# Exercise instructions
1: Translate the following sentence from the Ungaro passage into Spanish: "Giles Deacon is the sixth designer to try his hand at Emanuel Ungaro since the founder retired in 2004, and, as Suzy Menkes noted, he "was brought in to stabilize the brand, rather than rev it up with a grand show in his first season.""
2: Condense the paragraph of the Ungaro passage beginning "Hence, a presentation on an indoor patch of grass" into a short bulleted list that keeps its main facts.
3: According to the Ungaro passage, why did Giles Deacon's first collection for the house take the form of a presentation on an indoor patch of grass? Answer in one to three sentences.

[[ Passage provided open ]]

Giles Deacon's First Emanuel Ungaro Collection — for Spring 2011— Involved Anna Dello Russo Modeling a Sheep Purse

>> Giles Deacon is the sixth designer to try his hand at Emanuel Ungaro since the founder retired in 2004, and, as Suzy Menkes noted, he "was brought in to stabilize the brand, rather than rev it up with a grand show in his first season."
Spring 2011 Paris Fashion Week: Emanuel Ungaro

>> Giles Deacon is the sixth designer to try his hand at Emanuel Ungaro since the founder retired in 2004, and, as Suzy Menkes noted, he "was brought in to stabilize the brand, rather than rev it up with a grand show in his first season."

Hence, a presentation on an indoor patch of grass, the clothes modeled by “women with character and personality” in a range of ages, including Anna Dello Russo — who held a sheep handbag she named "Funbongo," French actress Joana Preiss, Querelle Jansen — who was coaxed out of modeling retirement — plus several models from the '90s: 37-year-old Claudia Mason, 35-year-old French model Caroline de Maigret, 33-year-old Brazilian model Shirley Mallmann, and 35-year-old South African model Georgina Grenville.

[[ Passage provided closed ]]
[[ Data provided open ]]

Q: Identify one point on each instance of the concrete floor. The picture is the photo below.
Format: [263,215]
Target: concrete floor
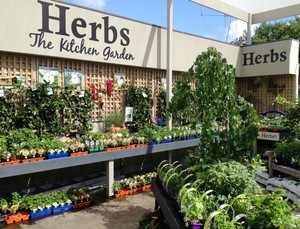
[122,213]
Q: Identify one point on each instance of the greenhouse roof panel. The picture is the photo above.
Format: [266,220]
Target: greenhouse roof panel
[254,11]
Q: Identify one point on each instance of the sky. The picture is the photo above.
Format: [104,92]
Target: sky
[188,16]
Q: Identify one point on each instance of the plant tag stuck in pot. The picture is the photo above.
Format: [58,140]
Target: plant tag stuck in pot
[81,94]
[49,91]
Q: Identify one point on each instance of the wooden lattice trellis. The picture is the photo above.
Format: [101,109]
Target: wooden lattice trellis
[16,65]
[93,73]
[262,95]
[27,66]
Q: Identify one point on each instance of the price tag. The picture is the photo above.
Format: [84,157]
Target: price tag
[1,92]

[[ Data provided closed ]]
[[ Data provided open ]]

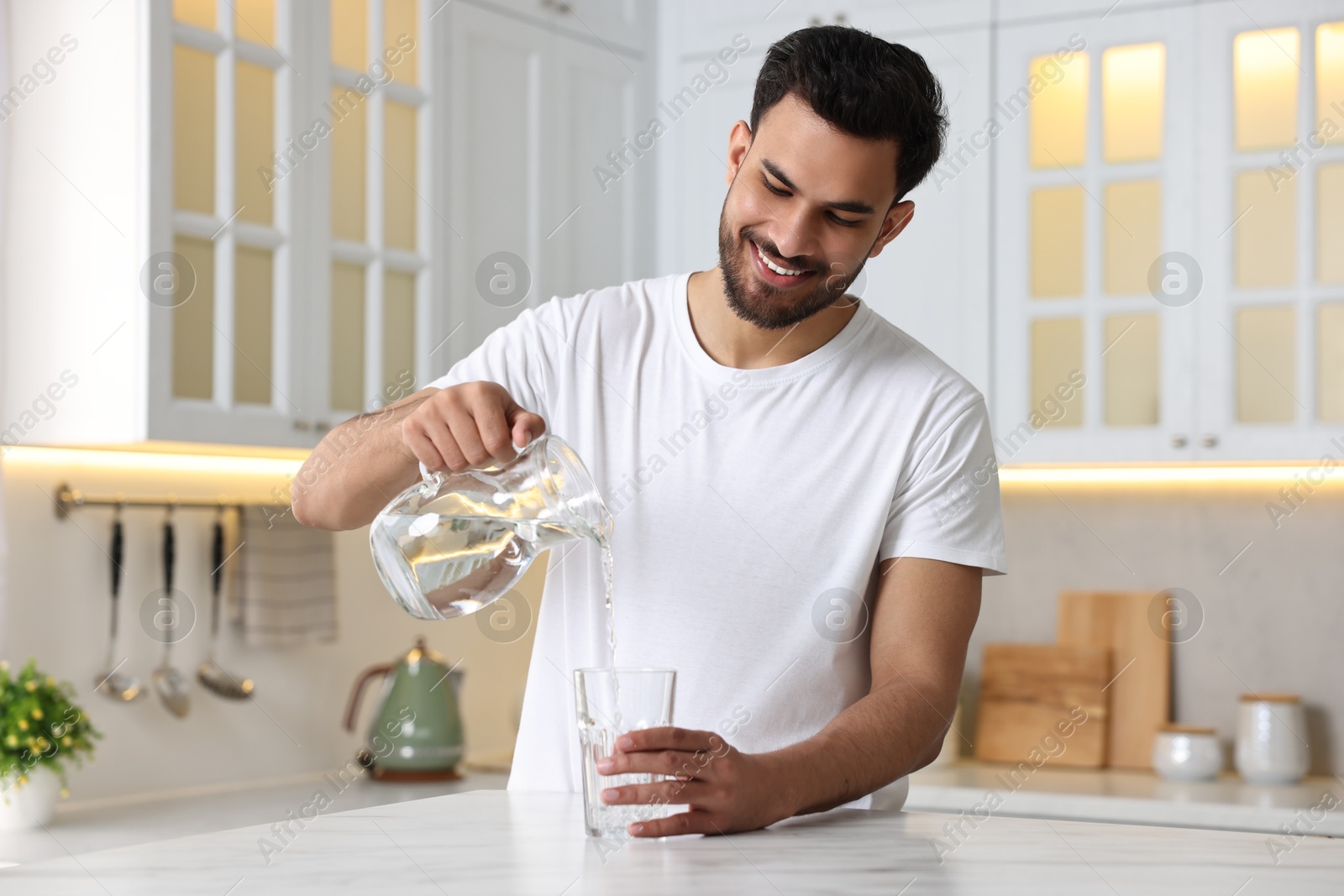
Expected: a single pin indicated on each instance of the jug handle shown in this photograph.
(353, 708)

[[ Data provided closed ]]

# Responses
1: Giles Deacon es el sexto diseñador que prueba suerte en Emanuel Ungaro desde que el fundador se retiró en 2004 y, como señaló Suzy Menkes, «fue contratado para estabilizar la marca, en lugar de darle impulso con un gran desfile en su primera temporada».

2:
- The presentation took place on an indoor patch of grass.
- The clothes were modeled by "women with character and personality" of a range of ages.
- They included Anna Dello Russo, who held a sheep handbag she named "Funbongo," French actress Joana Preiss, and Querelle Jansen, who was coaxed out of modeling retirement.
- Several models from the '90s also appeared: Claudia Mason (37), French model Caroline de Maigret (35), Brazilian model Shirley Mallmann (33), and South African model Georgina Grenville (35).

3: As Suzy Menkes noted, Deacon was brought in to stabilize the brand rather than rev it up with a grand show in his first season. The presentation follows from that aim.